__PROBLEM A__.
Answer these questions from the TexTESOL V news post:
(i) On what date and in which city was the partnership between Yakut TESOL and TexTESOL V formally signed?
(ii) For which university's English teacher training library does the post ask for donated books?
(iii) In what month and year did Christine Meloni visit Yakutsk and the Yakut TESOL First International Conference?
__PROBLEM B__. Return a passage from the TexTESOL V news post word for word. Begin at the words "Contribute to teacher" and stop after "Christine Meloni (GWU)".
__PROBLEM C__. Resume the TexTESOL V news post after its final sentence.

═════ PASSAGE FOR REVIEW

Monday, January 19, 2009

The News from TexTESOLV

Global Partners:Yakut TESOL and TexTESOL V

What does a Russian region settled by Cossacks in the early 17th century have in common with a region settled in Texas in the 19th century by cattlemen? Well, there are several parallels, including a dependence on horses for livelihood and survival. Then there’s the centuries-old struggle against extreme temperatures, albeit opposite extremes. The most recent connection, however, is a formal agreement between the TESOL affiliates of the two regions to work together for mutual benefit.If you like to travel to exotic destinations, if you take pleasure in the cultural enrichment of working with professionals from different cultures, if you enjoy collaborative lessons connecting students and teachers around the world, or if you have an appreciation for engaging professional development, then you should read on to see how you can personally benefit from and contribute to this new partnership.A formal signing in Yakutsk on July 14, 2008 cemented the partnership between Yakut TESOL and TexTESOL V. Don Weasenforth’s (Immediate Past President of TexTESOL V) representation of TexTESOL V at the 2008 Yakut TESOL Summer Institute represented an initial step in fulfilling the agreement, and Larissa Olesova’s (Immediate Past President of Yakut TESOL) attendance at the 2008 TexTESOL State Conference will strengthen our burgeoning relationship. Review the agreement and consider how you might get involved:
Donate books to the Sakha State University English teacher training library.
Integrate a Web-based collaborative project in your courses, connecting your students with students in Yakutia. Yakutia teachers of all levels of instruction—elementary through higher education—are available for collaborative projects.
Establish a student or teacher exchange with Yakutia schools, colleges, institutes, or universities.
Contribute to teacher training at future summer institutes in Yakutsk. If you are interested in these opportunities or have other ideas of how to support the partnership, contact Don Weasenforth at 972-881-5970 or

The Interview with Dr. Christine Meloni (GWU)

The interview with Dr. Christine Meloni (The George Washington University, USA) of March, 2007. She visited Yakutsk and the Yakut TESOL First International Conference in June, 2004. Larissa Olesova interviewed Christine about her impressions of Yakutia and teaching EFL in Yakutia. Read the answers. You may leave your comments.

══════════
═════ DATA EXTRACT

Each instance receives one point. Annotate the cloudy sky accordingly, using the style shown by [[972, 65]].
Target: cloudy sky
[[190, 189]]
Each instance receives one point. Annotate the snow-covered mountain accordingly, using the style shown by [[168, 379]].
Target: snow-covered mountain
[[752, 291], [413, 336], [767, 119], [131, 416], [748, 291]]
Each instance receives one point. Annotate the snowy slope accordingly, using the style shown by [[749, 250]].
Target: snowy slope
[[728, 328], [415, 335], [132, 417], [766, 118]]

══════════

__RESPONSE A__.
(i) July 14, 2008, in Yakutsk.
(ii) Sakha State University.
(iii) June 2004.

__RESPONSE B__.
Contribute to teacher training at future summer institutes in Yakutsk. If you are interested in these opportunities or have other ideas of how to support the partnership, contact Don Weasenforth at 972-881-5970 or

The Interview with Dr. Christine Meloni (GWU)

__RESPONSE C__.
LO: What were your first impressions of Yakutia and Yakutsk in 2004?

CM: My first impression was that the people were very friendly and very kind. They made me feel at home immediately.I was very impressed with the generosity of the people. When I ate in someone's home, the meal was always a banquet!Many things surprised me. I was surprised by the buildings on stilts and by the pipes outside of the buildings rather than in the walls. I was very interested in hearing about the impact of the cold weather on these buildings.I was rather shocked that one's used toilet paper was put in waste cans rather than in the toilets.I was surprised that many of the cars had the steering wheels on the right even though people drive on the right.I was surprised that I did not see many shops and that most of the shops were inside buildings where you couldn't see them from the outside.I was surprised by how much the native music resembled the music of the American Indians.

LO: How were your first impressions changed to compare with your impressions when you spent some time there?

CM: My impressions did not change. The people were wonderful at the beginning and were wonderful throughout.

LO: What do you think about teaching EFL in Yakutia? According to your impressions of talking to the conference participants?

CM: I was very impressed with the teachers that I talked to in Yakutsk. I was amazed, first of all, by how well they spoke English, even those who had never been to an English-speaking country. I was also impressed with their enthusiasm and dedication to the field of ESL.

LO: Have you found any problems in the situation with teaching English in Yakutia?

CM: The teachers at the conference seemed very interested in improving their teaching and seemed very aware of the latest trends in the field. I didn't notice any big problems.

LO: What could you suggest for teachers of English in Yakutia?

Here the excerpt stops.